OBJETIVO 1 => ¿Puedes citar textualmente el fragmento del texto sobre los políticos profesionales y la democracia que va de "Ellos más bien" a "puro sentido común.", ambos incluidos?

TEXTO PROPORCIONADO =>
################

Suele decirse que los políticos profesionales y la actividad política en general son necesarios para evitar que los conflictos que se suscitan en la vida comunitaria se diriman mediante violencia o extorsión, en aplicación de la ley del más fuerte.
Suele considerarse también que la democracia republicana constituye el sistema de gobernanza ideal, habida cuenta de lo dañoso de las alternativas hasta ahora probadas. Un sistema cuyas instituciones, gestionadas por políticos y funcionarios judiciales austeros, honestos y con vocación cívica de servicio, asegura la participación de todos los integrantes de la sociedad en el logro de un consenso general sobre reglas que tiendan tanto a la buena convivencia como a un creciente bienestar, sobre todo económico.
¿Es esto así? ¿Son reales esta participación y este consenso? ¿Es el Estado, como suele recitarse, “la sociedad organizada” en forma voluntaria, con su esquema burocrático de fronteras, leyes, tributos y prestaciones? ¿Es la democracia republicana el “fin de la historia” en cuanto a modos de organización comunitaria? ¿Son los políticos profesionales, sus compromisos y transas, en definitiva, necesarios?
El actual círculo rojo, intelectualmente formado en dichos supuestos (dominantes, por otra parte, durante los últimos 250 años), cree mayormente que sí.
Los jóvenes globalizados de la generación tecnológica, de millenials en adelante, creen mayormente que no y que dicho establishment simplemente… “no la ve”.
Ellos más bien creen en “eficiencias conducentes”. En modos personalizados de gestión que estén más cerca de la creatividad que surge de soluciones privadas novedosas, diversas y flexibles en competencia… que del monopolio de un gran ente administrativo, obligatorio y uniformizante.
El “malo conocido” que tantas quejas acumula va camino, con apoyo de esta fracción creciente, de perder el favor de la mayoría a manos del “bueno por conocer”.
El razonamiento que está germinando en línea con el inconformismo cultural de los jóvenes de este siglo responde al más puro sentido común.
Vemos como, a diario, ellos eligen la heterarquía (organización horizontal en red) por sobre la jerarquía (organización piramidal) como modus operandi así como repudian la ley del más fuerte en un contexto en que el Estado, aplicando su peso coactivo y su gran estructura jerárquica de intereses, es el más fuerte; el que dirime con su ley los conflictos sociales. Y el peor extorsionador, además, por ser el más difícil de eludir al no estar sujeto a competencia.
En realidad, cuando el consumidor de gobernanza elije a un político no compra otra cosa que promesas, sin garantías de que el gobierno subsiguiente (suponiendo, además, que su elegido triunfe) vaya a responderle de la manera deseada en cada caso y circunstancia.
Equiparemos por un momento, haciendo una comparación Estado/mercado, la compra de gobernanza con la compra de otra cosa valiosa, como por ejemplo un automóvil. Tal supuesto podría darse con toda persona en condiciones de adquirir uno, votando en un día determinado por su auto preferido. Contabilizados los votos, cualquiera fuese la marca y el modelo ganador, cada votante estaría entonces obligado a aceptarlo.

################

OBJETIVO 2 => ¿Puedes presentar como lista numerada, sin líneas en blanco, las líneas de las filas comprendidas entre la que contiene "Objective: detect laptop in a given image." y la que contiene "(194, 282), (264, 456)", ambas incluidas?

Filas de datos de anotación con recuadros
################

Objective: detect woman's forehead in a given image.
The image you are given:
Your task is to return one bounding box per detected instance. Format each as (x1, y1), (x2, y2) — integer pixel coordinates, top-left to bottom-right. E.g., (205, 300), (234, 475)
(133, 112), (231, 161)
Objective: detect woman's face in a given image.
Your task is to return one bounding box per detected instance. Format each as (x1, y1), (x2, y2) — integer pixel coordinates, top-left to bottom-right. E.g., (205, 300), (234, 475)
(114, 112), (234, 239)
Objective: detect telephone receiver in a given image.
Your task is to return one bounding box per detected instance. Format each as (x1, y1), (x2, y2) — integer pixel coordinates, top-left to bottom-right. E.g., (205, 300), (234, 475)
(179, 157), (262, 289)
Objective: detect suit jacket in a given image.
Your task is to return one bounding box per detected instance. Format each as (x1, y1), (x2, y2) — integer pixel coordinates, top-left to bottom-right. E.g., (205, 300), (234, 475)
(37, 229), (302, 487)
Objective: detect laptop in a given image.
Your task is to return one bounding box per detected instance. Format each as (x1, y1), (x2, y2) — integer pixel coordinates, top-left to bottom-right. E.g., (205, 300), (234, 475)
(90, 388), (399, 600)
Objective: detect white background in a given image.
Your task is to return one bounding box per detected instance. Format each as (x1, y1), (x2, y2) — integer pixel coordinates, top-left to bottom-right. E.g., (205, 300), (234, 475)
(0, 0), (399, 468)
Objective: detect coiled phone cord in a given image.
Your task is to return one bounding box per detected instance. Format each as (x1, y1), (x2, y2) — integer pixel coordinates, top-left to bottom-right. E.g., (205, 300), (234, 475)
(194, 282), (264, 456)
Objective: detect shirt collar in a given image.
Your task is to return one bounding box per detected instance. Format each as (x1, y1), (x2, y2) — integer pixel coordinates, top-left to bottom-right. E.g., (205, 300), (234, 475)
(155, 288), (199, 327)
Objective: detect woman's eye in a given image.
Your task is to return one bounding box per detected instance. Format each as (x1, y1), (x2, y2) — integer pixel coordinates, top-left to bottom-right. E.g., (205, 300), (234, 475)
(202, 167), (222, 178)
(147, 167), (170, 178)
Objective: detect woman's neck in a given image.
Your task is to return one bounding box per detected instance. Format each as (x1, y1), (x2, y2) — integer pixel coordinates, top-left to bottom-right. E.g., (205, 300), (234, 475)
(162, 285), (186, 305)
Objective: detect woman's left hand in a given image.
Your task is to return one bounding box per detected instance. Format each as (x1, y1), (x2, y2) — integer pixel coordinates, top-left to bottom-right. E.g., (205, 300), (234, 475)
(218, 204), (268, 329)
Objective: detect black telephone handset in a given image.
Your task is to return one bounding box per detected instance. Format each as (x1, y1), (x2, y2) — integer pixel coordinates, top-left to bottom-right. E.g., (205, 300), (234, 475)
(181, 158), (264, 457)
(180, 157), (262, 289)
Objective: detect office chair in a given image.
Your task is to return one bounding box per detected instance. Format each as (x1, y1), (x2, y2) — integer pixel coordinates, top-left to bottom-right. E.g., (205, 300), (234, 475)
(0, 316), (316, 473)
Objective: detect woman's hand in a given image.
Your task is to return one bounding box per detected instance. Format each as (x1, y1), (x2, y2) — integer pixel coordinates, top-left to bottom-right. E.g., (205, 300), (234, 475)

################

SALIDA COMPLETA 1 =>
Ellos más bien creen en “eficiencias conducentes”. En modos personalizados de gestión que estén más cerca de la creatividad que surge de soluciones privadas novedosas, diversas y flexibles en competencia… que del monopolio de un gran ente administrativo, obligatorio y uniformizante.
El “malo conocido” que tantas quejas acumula va camino, con apoyo de esta fracción creciente, de perder el favor de la mayoría a manos del “bueno por conocer”.
El razonamiento que está germinando en línea con el inconformismo cultural de los jóvenes de este siglo responde al más puro sentido común.

SALIDA COMPLETA 2 =>
1. Objective: detect laptop in a given image.
2. Your task is to return one bounding box per detected instance. Format each as (x1, y1), (x2, y2) — integer pixel coordinates, top-left to bottom-right. E.g., (205, 300), (234, 475)
3. (90, 388), (399, 600)
4. Objective: detect white background in a given image.
5. Your task is to return one bounding box per detected instance. Format each as (x1, y1), (x2, y2) — integer pixel coordinates, top-left to bottom-right. E.g., (205, 300), (234, 475)
6. (0, 0), (399, 468)
7. Objective: detect coiled phone cord in a given image.
8. Your task is to return one bounding box per detected instance. Format each as (x1, y1), (x2, y2) — integer pixel coordinates, top-left to bottom-right. E.g., (205, 300), (234, 475)
9. (194, 282), (264, 456)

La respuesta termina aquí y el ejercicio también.